TASK TO COMPLETE:
Exact reproduction of every entry is required.

Dataset records:
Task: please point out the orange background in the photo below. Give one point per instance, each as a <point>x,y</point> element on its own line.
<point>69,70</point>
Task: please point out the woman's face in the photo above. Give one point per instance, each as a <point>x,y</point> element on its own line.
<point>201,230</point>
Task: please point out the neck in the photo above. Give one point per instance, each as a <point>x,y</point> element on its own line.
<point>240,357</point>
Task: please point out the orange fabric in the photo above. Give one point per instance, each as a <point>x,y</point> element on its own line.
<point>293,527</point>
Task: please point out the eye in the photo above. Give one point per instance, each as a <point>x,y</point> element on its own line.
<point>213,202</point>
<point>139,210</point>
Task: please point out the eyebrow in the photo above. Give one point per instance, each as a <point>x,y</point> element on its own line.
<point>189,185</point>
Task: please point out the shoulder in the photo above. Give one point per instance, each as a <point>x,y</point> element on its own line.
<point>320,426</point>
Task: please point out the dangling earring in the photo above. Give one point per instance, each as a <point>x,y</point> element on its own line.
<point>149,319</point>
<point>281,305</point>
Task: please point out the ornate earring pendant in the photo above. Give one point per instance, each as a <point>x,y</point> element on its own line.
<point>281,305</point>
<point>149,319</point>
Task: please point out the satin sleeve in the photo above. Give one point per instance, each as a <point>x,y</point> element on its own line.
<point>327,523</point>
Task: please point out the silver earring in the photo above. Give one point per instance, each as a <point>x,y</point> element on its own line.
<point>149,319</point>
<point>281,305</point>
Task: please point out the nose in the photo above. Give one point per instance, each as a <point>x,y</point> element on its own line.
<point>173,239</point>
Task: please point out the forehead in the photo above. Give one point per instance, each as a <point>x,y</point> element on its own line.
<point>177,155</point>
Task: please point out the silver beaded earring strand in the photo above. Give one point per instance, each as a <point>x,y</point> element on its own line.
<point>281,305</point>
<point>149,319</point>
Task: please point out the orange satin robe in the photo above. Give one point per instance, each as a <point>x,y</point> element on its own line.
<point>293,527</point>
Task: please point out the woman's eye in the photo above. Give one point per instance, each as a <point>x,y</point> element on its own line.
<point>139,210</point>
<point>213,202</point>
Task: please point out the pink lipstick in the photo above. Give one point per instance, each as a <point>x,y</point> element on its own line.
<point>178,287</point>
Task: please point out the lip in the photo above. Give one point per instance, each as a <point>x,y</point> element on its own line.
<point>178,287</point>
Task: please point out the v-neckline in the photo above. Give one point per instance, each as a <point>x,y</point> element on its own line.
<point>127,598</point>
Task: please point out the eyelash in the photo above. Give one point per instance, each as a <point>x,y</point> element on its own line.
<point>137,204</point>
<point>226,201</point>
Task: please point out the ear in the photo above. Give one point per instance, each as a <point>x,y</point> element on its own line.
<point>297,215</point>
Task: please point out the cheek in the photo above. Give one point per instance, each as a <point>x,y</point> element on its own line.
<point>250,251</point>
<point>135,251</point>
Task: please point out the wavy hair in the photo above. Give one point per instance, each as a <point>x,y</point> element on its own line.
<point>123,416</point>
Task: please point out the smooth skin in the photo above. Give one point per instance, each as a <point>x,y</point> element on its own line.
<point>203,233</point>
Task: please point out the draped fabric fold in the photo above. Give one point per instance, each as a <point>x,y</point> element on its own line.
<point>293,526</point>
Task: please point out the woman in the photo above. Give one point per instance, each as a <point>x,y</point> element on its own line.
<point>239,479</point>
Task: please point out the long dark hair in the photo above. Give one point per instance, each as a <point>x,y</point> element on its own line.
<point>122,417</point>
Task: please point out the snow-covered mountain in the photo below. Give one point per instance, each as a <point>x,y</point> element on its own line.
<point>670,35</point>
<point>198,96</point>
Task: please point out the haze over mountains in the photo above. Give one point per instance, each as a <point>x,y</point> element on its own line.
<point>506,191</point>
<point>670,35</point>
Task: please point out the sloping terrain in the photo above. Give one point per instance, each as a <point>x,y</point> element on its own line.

OUTPUT:
Task: please point out the orange background in the photo below. Give one point per instance, each as a <point>x,y</point> element on its own line.
<point>69,70</point>
Task: please point out the woman's face in the photo above. Give one point per instance, each as a <point>x,y</point> element on its own line.
<point>201,230</point>
Task: please point out the neck in the photo above. Give one point per instance, each as a <point>x,y</point> element on its own line.
<point>240,357</point>
Task: please point out the orange fabric in the photo above. Give one point per instance, each as a <point>x,y</point> element on its own line.
<point>293,527</point>
Task: please point out the eye in the photo above. Give one point per instance, each as a <point>x,y</point> element on its own line.
<point>213,202</point>
<point>139,210</point>
Task: please point out the eyebrow in the photo above. Give one point per instance, each as a <point>x,y</point> element on its own line.
<point>189,185</point>
Task: please point out the shoulder in the photo above. Give one point per instance, each as a <point>x,y</point> element on its own line.
<point>320,426</point>
Task: please point out the dangling earring in the photo above. Give one point per instance, each as a <point>x,y</point> element on its own line.
<point>149,319</point>
<point>281,305</point>
Task: please point out the ornate earring pendant in the photo above. Give one point per instance, each as a <point>x,y</point> element on its own line.
<point>281,305</point>
<point>149,319</point>
Task: please point out the satin sleeve in the photo above. Give one point per instance, each as a <point>x,y</point> element on its own line.
<point>327,523</point>
Task: please point out the silver earring in the photo above. Give one point per instance, each as a <point>x,y</point> element on its own line.
<point>149,319</point>
<point>281,305</point>
Task: please point out the nose in the photo above. Give one point per instance, each as a <point>x,y</point> element on its own line.
<point>173,239</point>
Task: please point out the forehead in the photo above. Give one point per instance, each as a <point>x,y</point> element on its own line.
<point>177,155</point>
Task: please point out the silver beaded earring strand in the photo above. Give one point per instance, each as a <point>x,y</point> element on its own line.
<point>281,305</point>
<point>149,319</point>
Task: please point out the orange satin robe in the photo above. Give one point per instance, each as a <point>x,y</point> element on its own line.
<point>293,527</point>
Task: please point out the woman's eye in the photo above. Give one point per instance, each as a <point>x,y</point> element on its own line.
<point>139,210</point>
<point>213,202</point>
Task: please point out the pink lipstick in the photo above. Give one point per instance, each as a <point>x,y</point> element on its own line.
<point>178,287</point>
Task: please point out the lip in the photo above. Give one point per instance, each as a <point>x,y</point> element on its own line.
<point>178,287</point>
Task: please point out the v-neckline in the photo above. Give one point per instance, each as a <point>x,y</point> element on its own line.
<point>127,598</point>
Task: please point out the eyelash in the photo above. Give one point per instance, each as a <point>x,y</point> element on its own line.
<point>137,204</point>
<point>226,201</point>
Task: please point out the ear in the photo above. Give one point per instance, each as a <point>x,y</point> element on its own line.
<point>297,215</point>
Task: please point out the cheek in the photo above. Give one point per instance, each as a <point>x,y</point> element on its own line.
<point>250,251</point>
<point>135,251</point>
Task: please point out the wavy hair in the photo above. Give one point per instance, each as a <point>x,y</point> element on its own line.
<point>123,416</point>
Task: please point out the smooth skin in the photo above. Give one point per instance, each as a <point>x,y</point> element on its own line.
<point>203,233</point>
Task: please point out the draped fabric fold in the photo above. Give one point per instance, each as a <point>x,y</point> element on its own line.
<point>293,526</point>
Task: please point out the woman in the photo above. Give one point per instance, each as a <point>x,y</point> element on its own line.
<point>239,479</point>
Task: please point out the long dark hair in the photo above. Give one point per instance, each as a <point>x,y</point> element on its own line.
<point>122,417</point>
Task: please point out the snow-covered mountain in the photo below. Give one point per instance, each as a <point>x,y</point> element on its own line.
<point>670,35</point>
<point>198,96</point>
Task: please point out the haze over mountains in the photo above. Give one point per instance, each as a <point>x,y</point> element on its own line.
<point>506,191</point>
<point>670,35</point>
Task: please point out the sloping terrain in the photo above. Give one point per instance, each as a <point>x,y</point> element on its own line.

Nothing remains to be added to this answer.